* **EXCERPTED TEXT**
┏━━

[Freeipa-users] Large slow down when using IPA

Jakub Hrozek jhrozek at redhat.com
Mon Jan 2 16:29:24 UTC 2012


On Mon, Jan 02, 2012 at 10:00:02AM -0500, Simo Sorce wrote:
> On Sat, 2011-12-31 at 01:35 -0900, Erinn Looney-Triggs wrote:
> > On 12/30/2011 07:19 PM, JR Aquino wrote:
> > > 
> > > On Dec 30, 2011, at 5:45 PM, Erinn Looney-Triggs wrote:
> > > 
> > >> I have been slowly rolling out FreeIPA to my systems, trying to track
> > >> differences/changes. One of the most noticeable has been a large slow
> > >> down in file access times.
> > >>
> > >> Let me explain as best as I can. I use AIDE to track the file system
> > >> (think tripwire) and it runs checks once a day. During these checks it
> > >> is scanning (almost) the entire file system and comparing it to a stored
> > >> database. On a moderately powered system with ~151k files, an AIDE run
> > >> will usually take ~30 minutes. After the system becomes an IPA client
> > >> the same run will generally take ~90-120 minutes. Un-install the
> > >> ipa-client, back to ~30 minutes for an AIDE run.
> > >>
> > >> Now clearly a lot of lookups are being done for user names and group
> > >> names, and this will have a performance hit that is dependant on the
> > >> network. However, the odd thing is that even when running on the IPA
> > >> server itself the slowdown is still the same.
> > >>
> > >> Not sure if this is an IPA problem, an SSSD problem, a bit of both, or
> > >> neither, perhaps it is just the way it is, but a slowdown of 3-4x seems
> > >> a bit much to me. Clearly the results are not scientific, however, they
> > >> have been generally reproducible since I started rolling IPA out.

┗━━

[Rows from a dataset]
┏━━

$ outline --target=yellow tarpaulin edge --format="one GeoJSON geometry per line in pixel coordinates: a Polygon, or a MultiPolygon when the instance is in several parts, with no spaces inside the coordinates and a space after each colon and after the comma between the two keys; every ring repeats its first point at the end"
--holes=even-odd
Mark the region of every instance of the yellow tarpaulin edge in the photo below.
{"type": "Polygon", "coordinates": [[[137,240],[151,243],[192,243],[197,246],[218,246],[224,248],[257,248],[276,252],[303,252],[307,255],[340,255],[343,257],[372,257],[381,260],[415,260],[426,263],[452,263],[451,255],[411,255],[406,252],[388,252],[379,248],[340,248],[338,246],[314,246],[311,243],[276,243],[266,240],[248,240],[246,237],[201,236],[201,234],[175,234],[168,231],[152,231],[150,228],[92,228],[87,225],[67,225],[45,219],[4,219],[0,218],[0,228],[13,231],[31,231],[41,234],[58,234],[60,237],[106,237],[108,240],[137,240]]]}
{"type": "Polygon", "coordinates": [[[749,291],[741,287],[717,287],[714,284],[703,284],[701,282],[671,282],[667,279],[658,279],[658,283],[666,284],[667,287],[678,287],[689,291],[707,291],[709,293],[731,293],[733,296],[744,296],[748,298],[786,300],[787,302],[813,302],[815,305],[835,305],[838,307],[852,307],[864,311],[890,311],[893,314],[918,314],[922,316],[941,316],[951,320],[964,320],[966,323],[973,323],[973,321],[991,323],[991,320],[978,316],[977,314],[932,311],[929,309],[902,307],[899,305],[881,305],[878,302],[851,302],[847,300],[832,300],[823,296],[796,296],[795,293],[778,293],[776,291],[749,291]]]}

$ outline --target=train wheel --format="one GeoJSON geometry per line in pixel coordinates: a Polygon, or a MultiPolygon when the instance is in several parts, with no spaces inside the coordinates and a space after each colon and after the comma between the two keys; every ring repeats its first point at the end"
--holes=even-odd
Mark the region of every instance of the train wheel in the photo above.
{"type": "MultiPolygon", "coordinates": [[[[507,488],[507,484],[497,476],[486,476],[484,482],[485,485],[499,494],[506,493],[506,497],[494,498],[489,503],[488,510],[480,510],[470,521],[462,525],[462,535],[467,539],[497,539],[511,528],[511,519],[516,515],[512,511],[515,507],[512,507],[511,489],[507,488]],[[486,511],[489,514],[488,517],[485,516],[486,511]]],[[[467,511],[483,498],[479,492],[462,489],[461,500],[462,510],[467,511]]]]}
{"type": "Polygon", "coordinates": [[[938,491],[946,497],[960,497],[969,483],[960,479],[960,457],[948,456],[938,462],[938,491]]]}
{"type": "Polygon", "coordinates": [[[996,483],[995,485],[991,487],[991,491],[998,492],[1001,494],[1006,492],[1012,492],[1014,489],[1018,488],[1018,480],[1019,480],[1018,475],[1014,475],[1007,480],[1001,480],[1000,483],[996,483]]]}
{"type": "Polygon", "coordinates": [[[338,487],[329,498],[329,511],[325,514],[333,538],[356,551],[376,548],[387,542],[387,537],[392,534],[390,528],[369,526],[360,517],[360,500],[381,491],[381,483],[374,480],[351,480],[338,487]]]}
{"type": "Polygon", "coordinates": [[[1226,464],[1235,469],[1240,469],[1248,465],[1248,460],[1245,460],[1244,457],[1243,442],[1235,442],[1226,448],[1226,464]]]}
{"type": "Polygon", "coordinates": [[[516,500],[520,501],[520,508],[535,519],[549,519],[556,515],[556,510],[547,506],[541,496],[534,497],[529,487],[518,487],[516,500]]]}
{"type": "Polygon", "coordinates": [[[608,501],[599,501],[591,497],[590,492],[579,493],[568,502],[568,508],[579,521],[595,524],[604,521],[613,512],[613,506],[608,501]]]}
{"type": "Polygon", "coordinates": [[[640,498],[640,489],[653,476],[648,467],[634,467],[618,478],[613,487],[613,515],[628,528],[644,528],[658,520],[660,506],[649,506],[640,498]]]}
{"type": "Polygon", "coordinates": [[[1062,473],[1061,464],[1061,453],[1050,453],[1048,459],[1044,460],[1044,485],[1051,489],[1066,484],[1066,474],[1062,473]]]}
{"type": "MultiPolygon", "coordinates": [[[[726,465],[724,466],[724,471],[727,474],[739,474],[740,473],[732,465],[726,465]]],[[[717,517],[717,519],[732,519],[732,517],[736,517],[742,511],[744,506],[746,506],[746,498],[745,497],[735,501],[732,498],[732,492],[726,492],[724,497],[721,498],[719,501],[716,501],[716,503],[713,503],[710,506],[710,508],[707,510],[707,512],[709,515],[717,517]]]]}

┗━━

* **WHAT IS ASKED**
Print the FreeIPA mailing-list post above in full, unchanged.

* **WRITTEN REPLY**
[Freeipa-users] Large slow down when using IPA

Jakub Hrozek jhrozek at redhat.com
Mon Jan 2 16:29:24 UTC 2012


On Mon, Jan 02, 2012 at 10:00:02AM -0500, Simo Sorce wrote:
> On Sat, 2011-12-31 at 01:35 -0900, Erinn Looney-Triggs wrote:
> > On 12/30/2011 07:19 PM, JR Aquino wrote:
> > > 
> > > On Dec 30, 2011, at 5:45 PM, Erinn Looney-Triggs wrote:
> > > 
> > >> I have been slowly rolling out FreeIPA to my systems, trying to track
> > >> differences/changes. One of the most noticeable has been a large slow
> > >> down in file access times.
> > >>
> > >> Let me explain as best as I can. I use AIDE to track the file system
> > >> (think tripwire) and it runs checks once a day. During these checks it
> > >> is scanning (almost) the entire file system and comparing it to a stored
> > >> database. On a moderately powered system with ~151k files, an AIDE run
> > >> will usually take ~30 minutes. After the system becomes an IPA client
> > >> the same run will generally take ~90-120 minutes. Un-install the
> > >> ipa-client, back to ~30 minutes for an AIDE run.
> > >>
> > >> Now clearly a lot of lookups are being done for user names and group
> > >> names, and this will have a performance hit that is dependant on the
> > >> network. However, the odd thing is that even when running on the IPA
> > >> server itself the slowdown is still the same.
> > >>
> > >> Not sure if this is an IPA problem, an SSSD problem, a bit of both, or
> > >> neither, perhaps it is just the way it is, but a slowdown of 3-4x seems
> > >> a bit much to me. Clearly the results are not scientific, however, they
> > >> have been generally reproducible since I started rolling IPA out.